Return every item below word for word, keeping each line unchanged.
....
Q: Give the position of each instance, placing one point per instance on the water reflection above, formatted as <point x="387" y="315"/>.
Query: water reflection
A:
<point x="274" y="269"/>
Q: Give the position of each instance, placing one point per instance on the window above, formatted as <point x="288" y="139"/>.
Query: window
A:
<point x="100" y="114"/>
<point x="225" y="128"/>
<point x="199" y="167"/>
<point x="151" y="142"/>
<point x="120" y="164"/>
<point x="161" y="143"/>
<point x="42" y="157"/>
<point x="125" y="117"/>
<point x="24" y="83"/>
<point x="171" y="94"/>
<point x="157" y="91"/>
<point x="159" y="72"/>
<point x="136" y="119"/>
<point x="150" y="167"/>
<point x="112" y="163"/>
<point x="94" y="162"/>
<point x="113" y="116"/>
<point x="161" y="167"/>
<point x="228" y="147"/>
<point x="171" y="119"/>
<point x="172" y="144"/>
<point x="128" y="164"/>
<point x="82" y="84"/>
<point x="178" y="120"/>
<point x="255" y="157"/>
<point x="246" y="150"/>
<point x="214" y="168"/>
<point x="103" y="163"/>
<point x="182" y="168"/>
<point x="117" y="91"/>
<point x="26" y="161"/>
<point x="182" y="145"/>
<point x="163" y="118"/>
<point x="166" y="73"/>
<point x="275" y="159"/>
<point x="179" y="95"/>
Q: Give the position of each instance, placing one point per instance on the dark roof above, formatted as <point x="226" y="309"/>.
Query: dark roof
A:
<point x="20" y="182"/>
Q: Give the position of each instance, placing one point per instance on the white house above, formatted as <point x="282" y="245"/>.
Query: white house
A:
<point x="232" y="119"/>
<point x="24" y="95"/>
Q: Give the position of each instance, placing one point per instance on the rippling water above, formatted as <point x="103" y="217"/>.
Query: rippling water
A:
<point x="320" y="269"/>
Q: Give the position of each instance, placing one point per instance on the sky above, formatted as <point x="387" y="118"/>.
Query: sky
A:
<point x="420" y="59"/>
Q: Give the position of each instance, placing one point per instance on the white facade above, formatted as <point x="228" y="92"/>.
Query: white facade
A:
....
Answer in full:
Q: Give the position of each instance, placing one point per instance on the water reflection above, formatted as <point x="387" y="315"/>.
Query: water reflection
A:
<point x="274" y="269"/>
Q: Give the position of each instance, placing one point per instance on the window above, formatted as <point x="288" y="139"/>.
Query: window
A:
<point x="100" y="114"/>
<point x="225" y="128"/>
<point x="199" y="167"/>
<point x="151" y="142"/>
<point x="120" y="164"/>
<point x="161" y="143"/>
<point x="42" y="157"/>
<point x="125" y="117"/>
<point x="24" y="83"/>
<point x="171" y="94"/>
<point x="157" y="91"/>
<point x="159" y="72"/>
<point x="136" y="119"/>
<point x="150" y="167"/>
<point x="112" y="163"/>
<point x="94" y="162"/>
<point x="113" y="116"/>
<point x="161" y="167"/>
<point x="228" y="147"/>
<point x="171" y="119"/>
<point x="172" y="144"/>
<point x="128" y="164"/>
<point x="82" y="84"/>
<point x="178" y="120"/>
<point x="255" y="157"/>
<point x="246" y="150"/>
<point x="214" y="168"/>
<point x="103" y="163"/>
<point x="182" y="168"/>
<point x="117" y="91"/>
<point x="26" y="161"/>
<point x="182" y="145"/>
<point x="163" y="118"/>
<point x="166" y="73"/>
<point x="275" y="159"/>
<point x="179" y="95"/>
Q: Give the position of each instance, placing one point per instance on the dark roof above, formatted as <point x="226" y="309"/>.
Query: dark roof
A:
<point x="20" y="182"/>
Q: Give the position of each instance, placing one point per instance on the white house above, formatted as <point x="282" y="245"/>.
Query: white house
A:
<point x="232" y="119"/>
<point x="24" y="95"/>
Q: Give the position of each instance, placing one point per instance on the rippling water above, formatted as <point x="103" y="217"/>.
Query: rippling water
A:
<point x="320" y="269"/>
Q: Give the position of each instance, placing one point per instance on the sky above, formatted as <point x="387" y="118"/>.
Query: sky
A:
<point x="420" y="59"/>
Q: Give the position of each instance, placing one point per instance on the white facade above, formatted as <point x="228" y="92"/>.
Query: white facade
A:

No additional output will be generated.